#### Aim of the exercise:
Tally the lines in the records below that contain "hair" and return only the result.
┄┄┄┄┄┄┄┄┄┄
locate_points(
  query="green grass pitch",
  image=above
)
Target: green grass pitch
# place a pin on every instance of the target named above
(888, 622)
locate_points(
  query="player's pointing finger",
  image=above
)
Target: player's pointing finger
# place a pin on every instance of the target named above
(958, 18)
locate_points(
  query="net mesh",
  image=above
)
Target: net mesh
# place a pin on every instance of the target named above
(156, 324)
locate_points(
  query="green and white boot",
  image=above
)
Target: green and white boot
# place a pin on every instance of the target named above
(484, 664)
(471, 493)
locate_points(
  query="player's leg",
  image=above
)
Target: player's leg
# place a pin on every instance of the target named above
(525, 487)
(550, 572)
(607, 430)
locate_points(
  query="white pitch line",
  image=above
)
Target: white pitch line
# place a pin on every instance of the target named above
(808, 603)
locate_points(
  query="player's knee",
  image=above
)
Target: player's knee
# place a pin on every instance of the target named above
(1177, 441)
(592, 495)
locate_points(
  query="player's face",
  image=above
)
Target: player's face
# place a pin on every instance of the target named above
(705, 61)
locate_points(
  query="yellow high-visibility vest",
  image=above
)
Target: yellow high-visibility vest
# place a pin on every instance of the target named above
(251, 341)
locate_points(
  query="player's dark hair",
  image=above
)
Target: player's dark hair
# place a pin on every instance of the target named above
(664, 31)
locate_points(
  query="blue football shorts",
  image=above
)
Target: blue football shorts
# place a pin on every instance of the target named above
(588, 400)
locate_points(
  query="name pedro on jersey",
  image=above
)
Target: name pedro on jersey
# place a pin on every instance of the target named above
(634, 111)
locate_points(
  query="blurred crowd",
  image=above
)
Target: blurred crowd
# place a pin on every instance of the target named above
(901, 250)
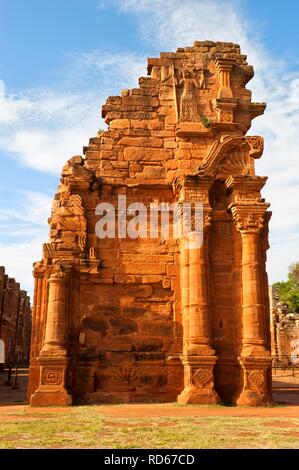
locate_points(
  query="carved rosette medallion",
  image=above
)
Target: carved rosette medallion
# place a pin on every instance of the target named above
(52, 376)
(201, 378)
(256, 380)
┄┄┄┄┄┄┄┄┄┄
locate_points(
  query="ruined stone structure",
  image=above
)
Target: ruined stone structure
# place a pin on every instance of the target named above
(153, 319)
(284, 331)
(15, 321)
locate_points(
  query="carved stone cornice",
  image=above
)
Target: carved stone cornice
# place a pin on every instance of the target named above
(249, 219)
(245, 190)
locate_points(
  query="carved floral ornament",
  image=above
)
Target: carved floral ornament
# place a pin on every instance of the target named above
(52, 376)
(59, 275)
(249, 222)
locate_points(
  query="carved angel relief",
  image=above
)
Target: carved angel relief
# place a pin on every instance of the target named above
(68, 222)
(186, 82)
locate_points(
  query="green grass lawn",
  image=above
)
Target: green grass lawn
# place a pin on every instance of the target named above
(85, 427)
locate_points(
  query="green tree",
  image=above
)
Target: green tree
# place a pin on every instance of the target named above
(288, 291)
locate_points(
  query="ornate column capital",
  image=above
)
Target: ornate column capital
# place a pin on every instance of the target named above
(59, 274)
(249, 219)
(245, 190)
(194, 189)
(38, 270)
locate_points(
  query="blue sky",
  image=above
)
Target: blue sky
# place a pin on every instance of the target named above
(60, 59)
┄┄┄┄┄┄┄┄┄┄
#### Finished task:
2